[Begin Data for this exercise]
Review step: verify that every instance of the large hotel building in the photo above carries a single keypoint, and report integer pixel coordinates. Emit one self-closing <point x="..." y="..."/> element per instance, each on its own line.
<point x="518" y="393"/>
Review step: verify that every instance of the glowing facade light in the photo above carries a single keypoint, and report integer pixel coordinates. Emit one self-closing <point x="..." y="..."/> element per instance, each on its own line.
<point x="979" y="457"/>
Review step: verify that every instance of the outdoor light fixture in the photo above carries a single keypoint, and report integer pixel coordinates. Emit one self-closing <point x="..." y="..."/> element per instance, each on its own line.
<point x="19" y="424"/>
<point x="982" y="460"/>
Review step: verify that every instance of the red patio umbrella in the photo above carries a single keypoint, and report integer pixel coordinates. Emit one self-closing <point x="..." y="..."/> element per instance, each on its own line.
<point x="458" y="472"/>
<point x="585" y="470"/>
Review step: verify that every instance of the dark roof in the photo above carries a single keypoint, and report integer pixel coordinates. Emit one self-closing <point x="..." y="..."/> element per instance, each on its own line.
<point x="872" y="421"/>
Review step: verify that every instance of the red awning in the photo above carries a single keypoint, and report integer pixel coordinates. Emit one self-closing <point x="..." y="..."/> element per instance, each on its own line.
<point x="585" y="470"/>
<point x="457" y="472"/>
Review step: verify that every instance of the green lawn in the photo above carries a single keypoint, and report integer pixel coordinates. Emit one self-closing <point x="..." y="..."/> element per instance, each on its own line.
[End Data for this exercise]
[Begin Data for this exercise]
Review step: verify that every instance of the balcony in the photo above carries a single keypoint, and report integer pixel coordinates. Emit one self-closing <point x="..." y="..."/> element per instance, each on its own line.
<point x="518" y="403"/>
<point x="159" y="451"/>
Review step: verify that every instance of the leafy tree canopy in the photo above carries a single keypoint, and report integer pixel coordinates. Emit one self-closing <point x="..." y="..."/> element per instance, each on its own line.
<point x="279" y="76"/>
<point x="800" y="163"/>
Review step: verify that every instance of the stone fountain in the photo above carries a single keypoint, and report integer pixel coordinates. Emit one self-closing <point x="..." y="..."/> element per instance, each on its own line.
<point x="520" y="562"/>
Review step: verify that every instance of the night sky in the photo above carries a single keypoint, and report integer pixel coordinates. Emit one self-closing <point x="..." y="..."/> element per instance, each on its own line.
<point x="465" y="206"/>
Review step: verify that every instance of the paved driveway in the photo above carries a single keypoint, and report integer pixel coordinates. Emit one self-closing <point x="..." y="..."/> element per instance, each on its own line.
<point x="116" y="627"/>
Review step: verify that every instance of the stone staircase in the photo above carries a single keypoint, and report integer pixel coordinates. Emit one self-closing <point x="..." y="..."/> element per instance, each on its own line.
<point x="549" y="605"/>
[End Data for this exercise]
*Problem to solve*. Show every line of the rows above that contains the word "fixture", copying each such line in full. Matching is case-sensitive.

*Solution to this exercise*.
Review step: verify that every instance of the outdoor light fixture in the photo above carries a single keypoint, and report integer pixel coordinates. Emit one self-closing <point x="..." y="..."/> element per instance, each on its own line.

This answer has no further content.